| Material for this task |
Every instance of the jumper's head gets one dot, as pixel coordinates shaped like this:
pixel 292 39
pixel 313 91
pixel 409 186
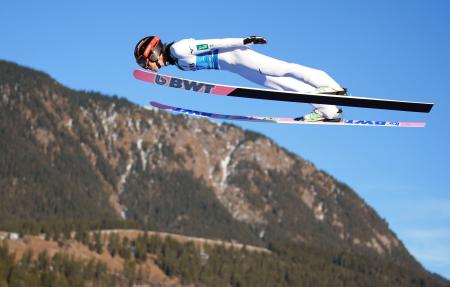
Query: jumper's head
pixel 148 51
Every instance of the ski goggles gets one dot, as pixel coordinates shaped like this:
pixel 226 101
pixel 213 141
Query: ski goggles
pixel 151 53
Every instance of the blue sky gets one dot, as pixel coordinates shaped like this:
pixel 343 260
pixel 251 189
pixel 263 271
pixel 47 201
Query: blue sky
pixel 385 49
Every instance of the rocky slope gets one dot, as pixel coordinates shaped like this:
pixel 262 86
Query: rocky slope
pixel 82 155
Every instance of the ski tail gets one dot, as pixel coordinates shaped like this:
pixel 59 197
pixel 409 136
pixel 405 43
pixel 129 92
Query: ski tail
pixel 288 120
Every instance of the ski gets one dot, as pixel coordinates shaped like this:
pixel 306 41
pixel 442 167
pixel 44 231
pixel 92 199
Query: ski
pixel 276 95
pixel 342 122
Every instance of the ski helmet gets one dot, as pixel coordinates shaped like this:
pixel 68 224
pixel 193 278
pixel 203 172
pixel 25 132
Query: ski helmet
pixel 148 49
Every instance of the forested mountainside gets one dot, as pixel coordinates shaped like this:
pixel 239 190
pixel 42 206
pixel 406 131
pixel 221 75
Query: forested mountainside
pixel 82 160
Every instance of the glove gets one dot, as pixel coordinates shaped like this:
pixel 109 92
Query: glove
pixel 254 40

| Directions for this task |
What you return should match, exactly, the stretch of the listing above that runs from the line with "pixel 25 132" to its last line.

| Task result |
pixel 25 132
Query: ski helmet
pixel 148 49
Every instance of the forested mountainside gets one dot, as pixel coordinates shaped like this:
pixel 239 190
pixel 42 206
pixel 406 131
pixel 221 75
Query: forested mountainside
pixel 82 160
Every instance of the glove gets one dot, as pixel coordinates shaped like this:
pixel 109 92
Query: glove
pixel 254 40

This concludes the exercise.